_Extract_
--------------------------------

Featured

Turnaround Action Plan Released: TAP sets goals for improving the Providence Public School Department

Before COVID, the biggest story in Rhode Island from the last 12 months was the state takeover of the Providence Public School Department (PPSD). Now 12 months out from the initial John Hopkins report that set it all off, the Turnaround Action Plan (TAP) has been released. It’s a 68-page PDF, available online at 4PVDkids.com. 

The document refreshes and outlines the historical problems of the PPSD. The original report blamed antiquated governance, a broken school culture and a lack of safety, with teachers being set up to fail at their jobs and parents feeling hopeless and locked out of their child’s education. TAP addresses many of these problems and breaks them down into achievable metrics.

--------------------------------

_Dataset records_
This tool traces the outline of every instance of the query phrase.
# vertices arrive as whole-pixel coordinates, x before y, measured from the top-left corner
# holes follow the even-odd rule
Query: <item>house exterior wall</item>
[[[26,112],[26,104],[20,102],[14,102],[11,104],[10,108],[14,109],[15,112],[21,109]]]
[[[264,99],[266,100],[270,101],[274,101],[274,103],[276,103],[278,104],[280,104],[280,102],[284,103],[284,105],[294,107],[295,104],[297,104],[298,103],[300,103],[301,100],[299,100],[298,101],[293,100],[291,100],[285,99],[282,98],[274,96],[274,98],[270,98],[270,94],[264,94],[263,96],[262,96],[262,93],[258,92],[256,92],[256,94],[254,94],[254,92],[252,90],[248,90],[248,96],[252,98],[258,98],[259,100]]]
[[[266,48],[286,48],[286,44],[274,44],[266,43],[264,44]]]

--------------------------------

_Questions to answer_
1. Duplicate the stretch of the Providence schools article from "Turnaround Action Plan Released: TAP" through "online at 4PVDkids.com.".
2. Go on with the Providence schools article from the point where it stops.

_Results in order_
1.
Turnaround Action Plan Released: TAP sets goals for improving the Providence Public School Department

Before COVID, the biggest story in Rhode Island from the last 12 months was the state takeover of the Providence Public School Department (PPSD). Now 12 months out from the initial John Hopkins report that set it all off, the Turnaround Action Plan (TAP) has been released. It’s a 68-page PDF, available online at 4PVDkids.com.

2.
The plan breaks down these into four groups of metrics: Engaged Communities, which is about parental and community engagement in a child’s education. Excellence in Learning, which is about learning outcomes and is based primarily around student performance on RICAS, the state’s standardized test program. World-Class Talent, which is about teaching staff and the hiring process, and ensuring that educators reflect the diverse and heavily POC presence in the PPSD student bodies. Efficient District Systems, which is about overhauling the central office the district operates on, increasing funding and dealing with vendors and teacher contracts.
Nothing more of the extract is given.